EXTRAIT CHOISI:
★ ★ ★ ★ ★

D’autant plus que le processus d’adoption internationale pour les familles québécoises s’allongeait déjà avant la pandémie. «Quand j’ai adopté ma fille [en 2010], ça prenait environ trois mois et on était réuni. Là aujourd’hui, c’est pas rare que ça prenne plus de six mois, plus de neuf mois», déplore Anne-Marie Morel. Ces délais, que la FPAQ n’est pas en mesure d’expliquer, se sont particulièrement exacerbés depuis environ un an, note-t-elle.

C'est la deuxième fois qu'Anne-Marie Morel et son conjoint vivent le processus d'adoption internationale.
Courtoisie
C'est la deuxième fois qu'Anne-Marie Morel et son conjoint vivent le processus d'adoption internationale.

De son côté, Mona Laflamme implore le gouvernement de prendre en compte les impacts sur le développement des enfants alors que la province entame le déconfinement. «Je demande à M. Legault de considérer le plus tôt possible de laisser les familles québécoises aller chercher leur enfant, tout en prenant des mesures de sécurité», supplie-t-elle.

Sa famille et elle s’engagent à respecter la quarantaine obligatoire à leur arrivée en Corée, ainsi qu’à leur retour au Québec, si on leur accorde le droit de voyager. «Je me dis que je ne mettrais personne à risque. Mais ça, c’est sûr que c’est ma vision parce que j’ai un enfant qui m’attend là-bas.»

Mais le Québec n’est qu’une pièce dans l’engrenage complexe de l’adoption internationale.

«Outre les conditions de santé publique et des mesures appliquées au Québec, la situation dans l’État d’origine des enfants devra aussi être considérée», écrit Marie-Claude Lacasse, porte-parole du ministère de la Santé et des Services sociaux (MSSS) dans un courriel au HuffPost Québec. Le Secrétariat à l’adoption internationale est sous la responsabilité du MSSS.

«Certains pays ont fermé leurs frontières aux étrangers alors que d’autres limitent l’accès à leur territoire aux circonstances exceptionnelles», souligne Mme Lacasse.

Pour dénouer l’impasse, le SAI dit explorer «différentes options pour les enfants qui ont fait l’objet de décisions finales dans leur pays et ont obtenu un statut permanent», comme le fils d’Anne-Marie Morel.

★ ★ ★ ★ ★

SÉRIE D'EXERCICES:
(1) Recopiez le passage de l'extrait sur l'adoption internationale, depuis «De son côté, Mona» jusqu'à «de l’adoption internationale.» inclusivement.
(2) Rédigez la suite de l'extrait sur l'adoption internationale au Québec, à partir de sa dernière phrase.

★ ★ ★ ★ ★

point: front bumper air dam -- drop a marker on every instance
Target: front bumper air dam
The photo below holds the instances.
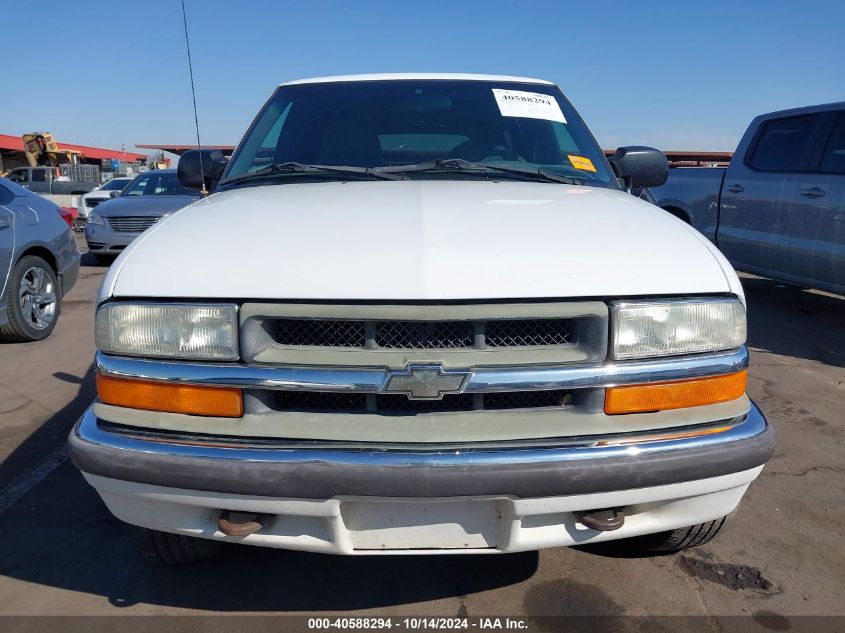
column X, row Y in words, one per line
column 576, row 467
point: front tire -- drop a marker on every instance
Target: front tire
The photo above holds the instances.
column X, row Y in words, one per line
column 678, row 540
column 175, row 549
column 33, row 301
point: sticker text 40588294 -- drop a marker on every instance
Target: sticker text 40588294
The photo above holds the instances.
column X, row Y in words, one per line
column 528, row 105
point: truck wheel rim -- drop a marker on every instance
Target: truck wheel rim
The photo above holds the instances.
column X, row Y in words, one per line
column 38, row 298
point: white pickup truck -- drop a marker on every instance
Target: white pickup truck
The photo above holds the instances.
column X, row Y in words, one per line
column 420, row 314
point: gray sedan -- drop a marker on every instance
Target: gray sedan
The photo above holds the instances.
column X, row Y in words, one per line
column 113, row 225
column 39, row 263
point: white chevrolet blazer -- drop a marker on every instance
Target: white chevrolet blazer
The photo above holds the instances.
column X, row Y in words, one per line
column 420, row 314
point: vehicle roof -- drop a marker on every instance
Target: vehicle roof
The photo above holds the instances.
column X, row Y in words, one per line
column 399, row 76
column 822, row 107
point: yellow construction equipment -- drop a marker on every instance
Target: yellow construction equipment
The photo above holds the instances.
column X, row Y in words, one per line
column 41, row 150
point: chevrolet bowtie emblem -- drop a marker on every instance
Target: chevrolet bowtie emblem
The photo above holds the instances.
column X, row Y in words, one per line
column 424, row 382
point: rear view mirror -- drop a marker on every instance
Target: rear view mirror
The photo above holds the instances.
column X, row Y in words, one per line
column 640, row 166
column 196, row 164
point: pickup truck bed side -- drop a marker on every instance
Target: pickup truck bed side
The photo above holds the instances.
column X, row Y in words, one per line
column 779, row 208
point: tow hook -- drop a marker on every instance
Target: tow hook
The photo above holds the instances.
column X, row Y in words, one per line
column 253, row 523
column 602, row 520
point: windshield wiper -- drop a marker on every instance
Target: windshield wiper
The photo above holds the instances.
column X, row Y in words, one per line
column 292, row 167
column 460, row 163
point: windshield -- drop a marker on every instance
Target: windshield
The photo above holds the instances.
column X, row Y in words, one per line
column 115, row 184
column 390, row 124
column 155, row 183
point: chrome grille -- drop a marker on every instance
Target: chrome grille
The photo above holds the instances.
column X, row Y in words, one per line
column 399, row 404
column 132, row 223
column 424, row 335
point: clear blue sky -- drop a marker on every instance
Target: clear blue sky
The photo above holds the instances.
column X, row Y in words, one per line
column 676, row 75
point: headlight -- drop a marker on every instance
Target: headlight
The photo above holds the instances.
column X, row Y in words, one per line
column 199, row 332
column 668, row 328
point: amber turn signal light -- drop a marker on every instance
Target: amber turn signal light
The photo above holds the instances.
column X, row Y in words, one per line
column 675, row 395
column 223, row 402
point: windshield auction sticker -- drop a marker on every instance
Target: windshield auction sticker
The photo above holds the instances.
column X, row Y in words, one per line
column 528, row 105
column 581, row 162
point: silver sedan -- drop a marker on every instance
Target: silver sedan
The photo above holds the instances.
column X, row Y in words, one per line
column 39, row 263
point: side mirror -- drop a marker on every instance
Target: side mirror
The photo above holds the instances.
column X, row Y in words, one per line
column 196, row 163
column 640, row 166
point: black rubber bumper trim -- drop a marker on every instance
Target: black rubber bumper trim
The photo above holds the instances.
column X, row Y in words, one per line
column 322, row 480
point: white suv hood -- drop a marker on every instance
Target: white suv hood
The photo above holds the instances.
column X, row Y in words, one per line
column 419, row 240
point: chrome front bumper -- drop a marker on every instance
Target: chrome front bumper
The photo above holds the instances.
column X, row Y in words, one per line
column 301, row 471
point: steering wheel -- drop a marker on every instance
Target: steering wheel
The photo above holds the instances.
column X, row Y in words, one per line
column 481, row 150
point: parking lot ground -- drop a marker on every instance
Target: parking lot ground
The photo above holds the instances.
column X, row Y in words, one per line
column 62, row 553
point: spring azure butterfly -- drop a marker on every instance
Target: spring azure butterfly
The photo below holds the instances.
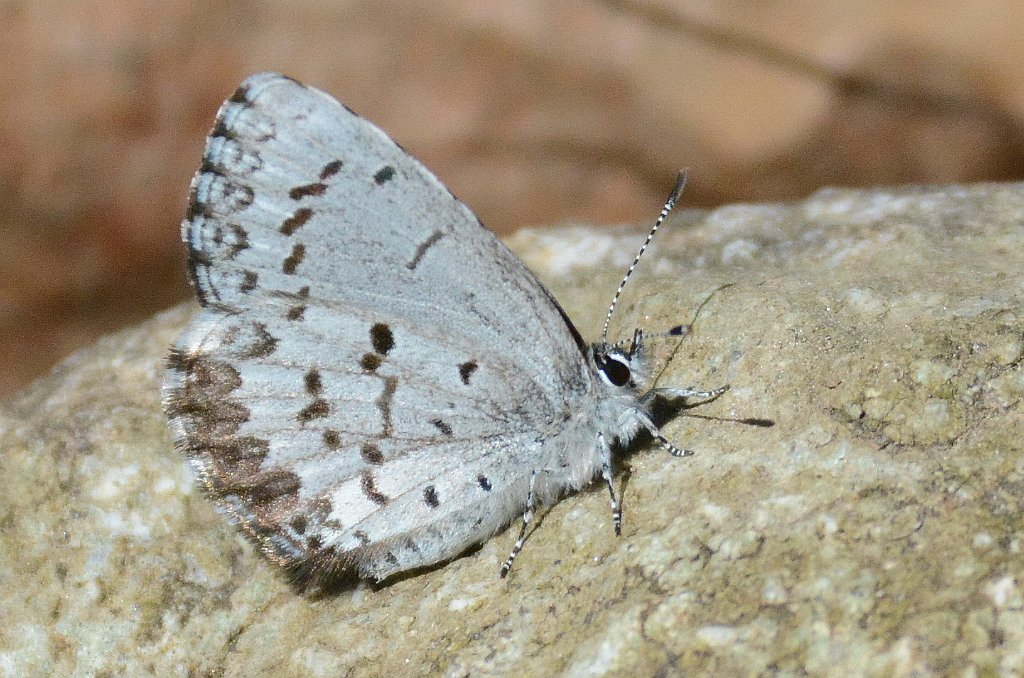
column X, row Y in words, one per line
column 375, row 382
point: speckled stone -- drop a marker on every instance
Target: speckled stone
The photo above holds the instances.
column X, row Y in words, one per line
column 876, row 528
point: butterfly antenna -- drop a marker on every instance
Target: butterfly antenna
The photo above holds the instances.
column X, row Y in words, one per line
column 669, row 204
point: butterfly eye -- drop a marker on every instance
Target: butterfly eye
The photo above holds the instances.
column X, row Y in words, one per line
column 615, row 370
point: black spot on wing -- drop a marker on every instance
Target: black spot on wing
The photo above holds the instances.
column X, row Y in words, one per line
column 369, row 485
column 441, row 426
column 307, row 189
column 372, row 454
column 294, row 259
column 249, row 282
column 313, row 381
column 466, row 370
column 423, row 248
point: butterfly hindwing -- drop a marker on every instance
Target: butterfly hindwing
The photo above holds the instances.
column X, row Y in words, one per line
column 352, row 392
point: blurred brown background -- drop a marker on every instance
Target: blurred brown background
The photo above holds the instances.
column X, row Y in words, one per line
column 534, row 112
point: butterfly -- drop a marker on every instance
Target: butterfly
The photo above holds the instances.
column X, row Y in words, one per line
column 375, row 382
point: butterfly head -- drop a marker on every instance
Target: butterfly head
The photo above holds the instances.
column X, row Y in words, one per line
column 622, row 366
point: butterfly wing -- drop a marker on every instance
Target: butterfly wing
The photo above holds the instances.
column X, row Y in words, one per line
column 354, row 391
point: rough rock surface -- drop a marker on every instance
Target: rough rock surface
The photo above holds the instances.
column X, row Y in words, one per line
column 877, row 528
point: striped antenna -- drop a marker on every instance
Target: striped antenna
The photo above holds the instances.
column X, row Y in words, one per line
column 669, row 204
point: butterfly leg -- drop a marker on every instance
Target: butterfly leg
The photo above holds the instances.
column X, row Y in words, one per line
column 526, row 517
column 684, row 392
column 616, row 512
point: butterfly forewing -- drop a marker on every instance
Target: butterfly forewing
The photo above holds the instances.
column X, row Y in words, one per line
column 352, row 391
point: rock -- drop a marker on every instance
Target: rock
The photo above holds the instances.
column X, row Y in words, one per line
column 876, row 527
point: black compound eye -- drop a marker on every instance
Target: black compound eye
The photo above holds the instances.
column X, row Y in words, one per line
column 615, row 370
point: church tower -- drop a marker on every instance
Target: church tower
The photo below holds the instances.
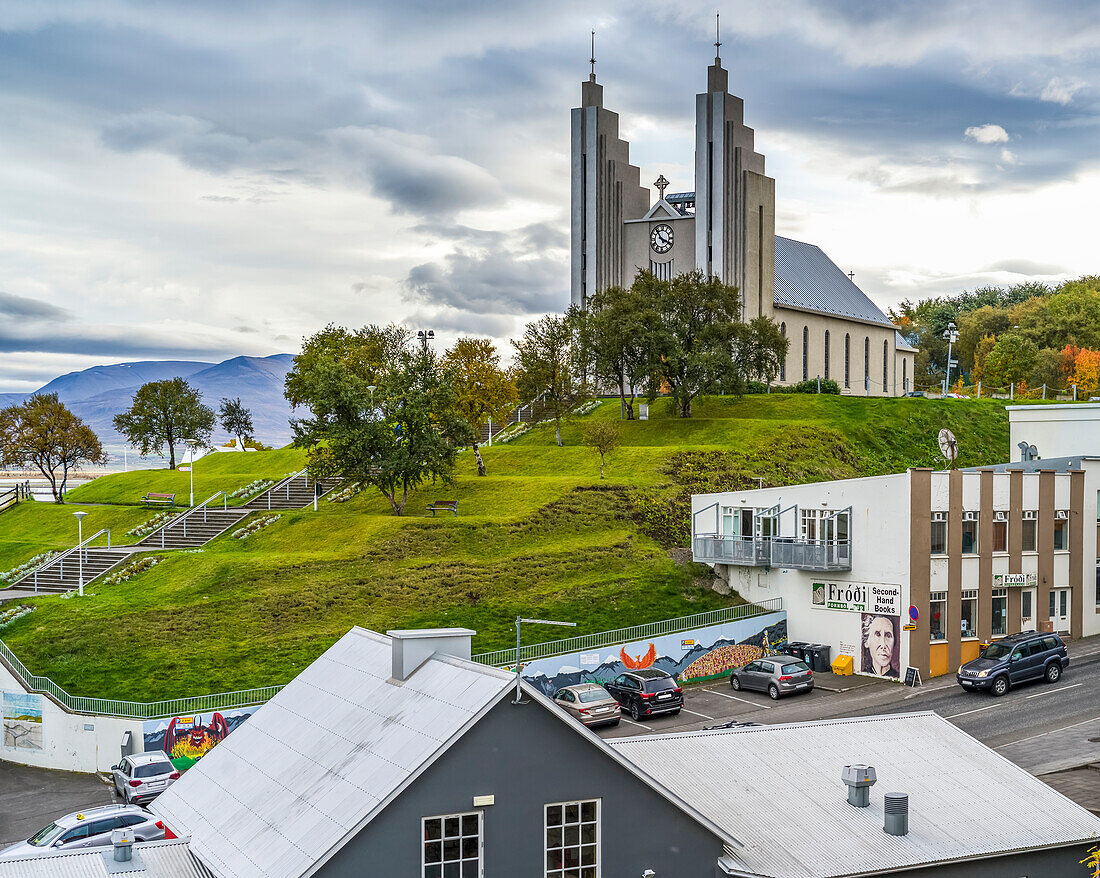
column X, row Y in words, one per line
column 735, row 201
column 606, row 190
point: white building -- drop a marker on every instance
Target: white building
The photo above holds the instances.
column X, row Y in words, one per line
column 915, row 568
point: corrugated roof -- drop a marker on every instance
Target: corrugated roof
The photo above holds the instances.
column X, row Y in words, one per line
column 316, row 763
column 805, row 277
column 161, row 859
column 777, row 790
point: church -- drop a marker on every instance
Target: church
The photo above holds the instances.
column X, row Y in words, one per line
column 726, row 228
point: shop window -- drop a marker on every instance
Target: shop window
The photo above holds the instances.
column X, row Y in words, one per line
column 1030, row 529
column 938, row 534
column 1000, row 626
column 1060, row 534
column 969, row 534
column 937, row 615
column 969, row 613
column 1000, row 536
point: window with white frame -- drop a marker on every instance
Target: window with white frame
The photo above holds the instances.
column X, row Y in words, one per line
column 572, row 840
column 452, row 846
column 969, row 613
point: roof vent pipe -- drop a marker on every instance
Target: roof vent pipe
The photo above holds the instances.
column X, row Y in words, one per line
column 859, row 779
column 897, row 813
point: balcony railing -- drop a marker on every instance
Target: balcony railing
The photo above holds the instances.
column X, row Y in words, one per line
column 772, row 551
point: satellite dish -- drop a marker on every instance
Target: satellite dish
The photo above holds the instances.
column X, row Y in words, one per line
column 948, row 446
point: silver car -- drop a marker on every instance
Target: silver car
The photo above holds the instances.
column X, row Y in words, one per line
column 143, row 777
column 87, row 829
column 774, row 675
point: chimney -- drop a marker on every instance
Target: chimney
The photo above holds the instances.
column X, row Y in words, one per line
column 411, row 648
column 897, row 813
column 859, row 778
column 123, row 842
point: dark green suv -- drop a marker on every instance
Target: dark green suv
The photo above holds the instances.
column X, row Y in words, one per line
column 1015, row 659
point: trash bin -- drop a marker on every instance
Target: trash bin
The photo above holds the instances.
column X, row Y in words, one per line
column 822, row 657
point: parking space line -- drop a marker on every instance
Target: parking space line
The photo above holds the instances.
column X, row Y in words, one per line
column 744, row 701
column 1052, row 691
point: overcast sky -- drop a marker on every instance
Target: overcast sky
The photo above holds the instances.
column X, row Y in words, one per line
column 200, row 179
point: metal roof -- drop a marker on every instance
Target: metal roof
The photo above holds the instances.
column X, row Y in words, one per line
column 806, row 278
column 161, row 859
column 750, row 781
column 318, row 761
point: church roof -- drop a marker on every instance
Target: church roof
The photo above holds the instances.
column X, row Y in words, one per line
column 806, row 278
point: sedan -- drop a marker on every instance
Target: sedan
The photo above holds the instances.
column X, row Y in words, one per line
column 87, row 829
column 777, row 676
column 590, row 703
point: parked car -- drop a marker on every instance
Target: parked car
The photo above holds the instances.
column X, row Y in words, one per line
column 590, row 703
column 777, row 676
column 647, row 692
column 1015, row 659
column 87, row 829
column 143, row 777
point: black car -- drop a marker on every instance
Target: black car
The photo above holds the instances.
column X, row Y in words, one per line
column 1015, row 659
column 647, row 692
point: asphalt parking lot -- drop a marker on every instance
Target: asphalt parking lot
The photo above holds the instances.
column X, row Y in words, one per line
column 32, row 798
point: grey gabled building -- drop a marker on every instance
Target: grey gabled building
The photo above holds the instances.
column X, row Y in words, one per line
column 398, row 756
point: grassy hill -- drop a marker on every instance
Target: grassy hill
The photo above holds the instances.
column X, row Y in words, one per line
column 540, row 535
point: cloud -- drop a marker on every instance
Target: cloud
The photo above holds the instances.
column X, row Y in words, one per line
column 987, row 133
column 23, row 308
column 1060, row 90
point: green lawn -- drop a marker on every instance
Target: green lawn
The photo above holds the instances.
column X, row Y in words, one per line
column 541, row 536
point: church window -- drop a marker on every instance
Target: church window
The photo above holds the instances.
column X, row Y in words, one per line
column 782, row 363
column 805, row 353
column 847, row 359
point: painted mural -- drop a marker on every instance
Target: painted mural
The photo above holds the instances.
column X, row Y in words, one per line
column 22, row 721
column 693, row 655
column 186, row 739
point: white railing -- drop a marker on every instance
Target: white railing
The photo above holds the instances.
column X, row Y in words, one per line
column 590, row 641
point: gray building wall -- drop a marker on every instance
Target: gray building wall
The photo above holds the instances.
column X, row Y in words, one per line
column 528, row 758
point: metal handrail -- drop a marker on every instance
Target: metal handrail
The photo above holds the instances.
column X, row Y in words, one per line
column 58, row 560
column 601, row 639
column 183, row 518
column 133, row 710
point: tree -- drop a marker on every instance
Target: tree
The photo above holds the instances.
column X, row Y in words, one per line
column 694, row 335
column 548, row 358
column 237, row 420
column 382, row 413
column 165, row 413
column 42, row 432
column 604, row 437
column 483, row 391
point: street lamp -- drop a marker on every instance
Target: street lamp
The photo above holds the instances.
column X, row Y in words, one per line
column 79, row 549
column 952, row 336
column 190, row 470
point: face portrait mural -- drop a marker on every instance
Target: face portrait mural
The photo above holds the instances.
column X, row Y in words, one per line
column 880, row 645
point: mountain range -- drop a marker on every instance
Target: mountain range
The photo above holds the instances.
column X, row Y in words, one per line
column 100, row 393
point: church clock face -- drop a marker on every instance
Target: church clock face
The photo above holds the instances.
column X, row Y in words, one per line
column 660, row 239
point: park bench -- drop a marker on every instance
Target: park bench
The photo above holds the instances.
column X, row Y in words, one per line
column 160, row 500
column 447, row 505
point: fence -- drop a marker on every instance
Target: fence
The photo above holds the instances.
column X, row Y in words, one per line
column 133, row 710
column 590, row 641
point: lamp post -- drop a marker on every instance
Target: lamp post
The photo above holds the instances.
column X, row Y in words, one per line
column 952, row 336
column 190, row 470
column 79, row 550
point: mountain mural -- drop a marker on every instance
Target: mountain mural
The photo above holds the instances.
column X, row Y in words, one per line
column 100, row 393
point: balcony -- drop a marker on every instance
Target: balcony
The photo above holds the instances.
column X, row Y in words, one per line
column 772, row 551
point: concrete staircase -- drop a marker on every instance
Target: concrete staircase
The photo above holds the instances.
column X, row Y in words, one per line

★ ★ ★ ★ ★

RÉPONSES ATTENDUES:
(1)
De son côté, Mona Laflamme implore le gouvernement de prendre en compte les impacts sur le développement des enfants alors que la province entame le déconfinement. «Je demande à M. Legault de considérer le plus tôt possible de laisser les familles québécoises aller chercher leur enfant, tout en prenant des mesures de sécurité», supplie-t-elle.

Sa famille et elle s’engagent à respecter la quarantaine obligatoire à leur arrivée en Corée, ainsi qu’à leur retour au Québec, si on leur accorde le droit de voyager. «Je me dis que je ne mettrais personne à risque. Mais ça, c’est sûr que c’est ma vision parce que j’ai un enfant qui m’attend là-bas.»

Mais le Québec n’est qu’une pièce dans l’engrenage complexe de l’adoption internationale.

(2)
L’option de permettre aux enfants d’être escortés par une tierce partie est «envisagée», affirme Mme Lacasse. C’est la stratégie qui avait été préconisée par Haïti à la fin mars, lorsque la pandémie de COVID-19 commençait à prendre de l’ampleur. Le 29 mars, cinq orphelins haïtiens ont pu prendre l’un des derniers vols d’Air Transat vers Montréal afin de rejoindre leur famille adoptive plus tôt que prévu.

Une telle escorte requiert toutefois «plusieurs conditions» pour se réaliser: il faut notamment trouver une personne de confiance pour accompagner l’enfant, obtenir l’accord du pays d’origine et organiser les aspects logistiques d’un tel déplacement.

Malgré tout, Anne-Marie Morel garde espoir de rencontrer Liam bientôt, même si elle sait très bien que les circonstances ne seront pas celles qu’elle a imaginées. «Ça fait longtemps qu’on a mis derrière nous le rêve, les belles histoires que l’on voit quand on rencontre notre enfant, le sourire. On sait très bien que la rencontre se fera masqués de part et d’autre, au minimum.»

«Il faut comprendre que quand on adopte un enfant, on est un étranger complet pour lui», rappelle-t-elle. «Donc déjà c’est un bouleversement et [les mesures de sécurité] vont complexifier la tâche de le rassurer.»

Mais comme beaucoup d’autres parents adoptants, elle est prête à se plier à toutes les exigences des autorités pour enfin ramener le petit Liam à la maison. Elle souhaiterait simplement savoir quand ce sera possible.

«C’est de ne pas savoir qui est le plus difficile, d’attendre une date. Surtout pour les familles qui avaient eu cette date et pour qui cette date a été effacée.»